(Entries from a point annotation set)
** Begin **
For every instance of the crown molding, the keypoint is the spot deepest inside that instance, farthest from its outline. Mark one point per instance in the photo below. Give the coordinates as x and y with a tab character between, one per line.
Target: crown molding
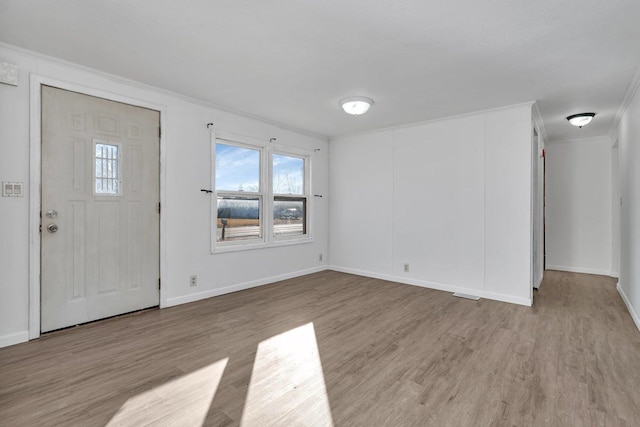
632	89
140	85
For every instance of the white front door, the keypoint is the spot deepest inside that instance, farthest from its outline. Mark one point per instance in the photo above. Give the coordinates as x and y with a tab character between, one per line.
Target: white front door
100	226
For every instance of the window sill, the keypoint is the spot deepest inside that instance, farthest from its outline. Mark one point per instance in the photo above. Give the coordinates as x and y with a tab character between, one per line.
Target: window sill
236	247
** End **
Description of the task:
Rewrite the data from the line containing "For every instance of the window" through the end of the data, inclusive, changing "window sill" to "windowsill" and leaving everything else as it is.

Solution:
For every instance of the windowsill, the keypoint is the spot deepest inside that instance, farthest from its outline. Mark one point per instance in the photo above. Give the coordinates as x and y with a tab character between, one per line.
Target: windowsill
236	247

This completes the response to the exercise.